▶ _STUDY QUESTIONS_
1. Using the CLR summer update, answer each question briefly:
(a) Where is Mia Taylor going after she leaves CLR, and in what role?
(b) Who will lead CLR after the transition?
(c) What narrow domain does the update give as an example in its description of emergent misalignment?
2. List every research agenda named in the CLR summer update.
3. Carry on the CLR summer update from its final sentence.

▶ _EXCERPTED TEXT_
Summer Update 2025
We're writing to share some important organizational developments and research progress as we move through 2025.
Contents
Research Leadership Transition
After six months as interim research director, Mia Taylor has decided to leave CLR at the end of August. Mia will be joining Forethought as a researcher.
This was a difficult decision for Mia, but after much reflection, she feels that she’ll have more positive impact working on other priorities within longtermism.1 While s-risk reduction won't be her main research focus going forward, she intends to stay engaged with the s-risk community and look for opportunities to contribute to s-risk reduction in her future work.
At CLR we’re deeply grateful for Mia's leadership during this transition period and her commitment to seeing our summer research fellowship through to completion. During Mia’s time as interim research director, the research team have made substantial progress on two new agendas: the personas agenda and the strategic readiness agenda (more below).
Working closely with the board, we've identified several promising options for CLR's research priorities and leadership going forward, and plan to finalize and announce our plans by mid August. Tristan Cook, who has served as Managing Director for the last six months, will lead CLR after the transition.
Research Updates
Empirical Research: Studying the Emergence of Undesirable LLM Personas
We're investigating how LLMs can develop concerning behavioral traits or "personas" during training. This research builds on growing evidence that models can exhibit robust behavioral patterns that weren't explicitly intended by developers - from Bing Chat to more recent work on emergent misalignment, where models develop broadly misaligned personas from training to produce misaligned outputs in a narrow domain (e.g., writing insecure code). Understanding how and why models develop these personas is critical for preventing future AI systems from exhibiting harmful traits that weren't explicitly trained. This agenda builds on our previous Measurement Research Agenda.

▶ _DATA FOR REVIEW_
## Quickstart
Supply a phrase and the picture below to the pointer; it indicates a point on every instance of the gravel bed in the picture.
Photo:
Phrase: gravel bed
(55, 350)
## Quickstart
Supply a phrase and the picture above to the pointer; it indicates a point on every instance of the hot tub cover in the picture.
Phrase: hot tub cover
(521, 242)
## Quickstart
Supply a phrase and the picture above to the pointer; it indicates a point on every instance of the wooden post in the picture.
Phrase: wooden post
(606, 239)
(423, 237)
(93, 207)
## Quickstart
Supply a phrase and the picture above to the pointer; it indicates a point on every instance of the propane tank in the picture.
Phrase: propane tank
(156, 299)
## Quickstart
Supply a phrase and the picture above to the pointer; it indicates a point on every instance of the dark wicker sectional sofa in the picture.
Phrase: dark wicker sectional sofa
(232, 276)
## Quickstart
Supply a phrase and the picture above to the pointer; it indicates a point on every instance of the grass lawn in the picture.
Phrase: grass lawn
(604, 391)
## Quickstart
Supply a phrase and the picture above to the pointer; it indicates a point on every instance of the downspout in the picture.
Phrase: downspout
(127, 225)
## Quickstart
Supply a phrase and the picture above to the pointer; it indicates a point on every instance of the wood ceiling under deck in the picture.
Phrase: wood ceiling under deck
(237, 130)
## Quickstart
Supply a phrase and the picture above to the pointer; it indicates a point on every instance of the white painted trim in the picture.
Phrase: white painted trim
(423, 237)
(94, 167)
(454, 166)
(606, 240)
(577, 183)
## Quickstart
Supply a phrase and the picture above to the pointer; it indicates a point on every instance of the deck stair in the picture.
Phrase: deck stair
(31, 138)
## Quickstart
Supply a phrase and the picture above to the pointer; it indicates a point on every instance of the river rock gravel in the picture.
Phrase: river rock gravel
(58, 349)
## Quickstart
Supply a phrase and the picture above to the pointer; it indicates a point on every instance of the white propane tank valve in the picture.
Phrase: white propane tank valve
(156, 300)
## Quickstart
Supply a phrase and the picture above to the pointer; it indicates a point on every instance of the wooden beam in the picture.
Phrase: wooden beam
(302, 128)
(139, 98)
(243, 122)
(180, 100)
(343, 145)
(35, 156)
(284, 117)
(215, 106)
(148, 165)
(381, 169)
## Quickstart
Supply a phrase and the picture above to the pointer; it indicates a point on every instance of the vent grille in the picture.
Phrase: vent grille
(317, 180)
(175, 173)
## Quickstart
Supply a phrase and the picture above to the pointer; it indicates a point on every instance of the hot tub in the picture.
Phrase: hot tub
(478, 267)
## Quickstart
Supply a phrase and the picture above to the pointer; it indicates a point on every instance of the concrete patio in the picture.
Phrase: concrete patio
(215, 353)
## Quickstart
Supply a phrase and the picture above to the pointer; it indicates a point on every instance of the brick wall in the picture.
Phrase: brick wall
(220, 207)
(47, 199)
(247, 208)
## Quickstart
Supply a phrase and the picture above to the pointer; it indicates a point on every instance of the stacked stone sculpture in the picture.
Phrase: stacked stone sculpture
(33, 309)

▶ _ANSWERS FOR THE TASKS_
1.
(a) Forethought, as a researcher
(b) Tristan Cook
(c) Writing insecure code

2.
- The personas agenda
- The strategic readiness agenda
- The Measurement Research Agenda

3.
Our team has been at the forefront of this research area. Niels was a lead author on the original paper on emergent misalignment and presented at ICML earlier this month. We've also contributed to several other papers in this space.
Current work focuses on developing better tools for systematically measuring model preferences and investigating how different training environments might promote the emergence of undesirable traits. We're also investigating how depictions of undesirable behavior in the pre-training data could negatively influence model behavior.
Conceptual Research: Strategic Readiness
The conceptual research stream is developing frameworks for robust s-risk interventions. Since many intuitive approaches backfire through unintended consequences,2 we're building concrete decision tools that identify which interventions actually reduce s-risks and when to deploy them. This framework primarily supports our empirical research by ensuring that interventions targeting the harmful traits we discover—like spite in AI systems—can be implemented without creating worse outcomes.
Summer Research Fellowship
We're excited to welcome four summer research fellows who joined at the end of June: Anders Cairns-Woodruff, Arun Jose, and Daniel Tan working on empirical research on model personas, and Matt Hampton working on the strategic readiness agenda.
We expect to share more updates on our research leadership and organizational direction in early autumn, once new arrangements are in place. In the meantime, please reach out to Tristan Cook (Managing Director) if you have questions or would like to get involved with our work.
- This assessment was driven in large part by Mia's ethical differences with CLR's values; Mia is not SFE.
- For background on how we think about backfire risk, see Section 4 of Beginner’s guide to reducing s-risks.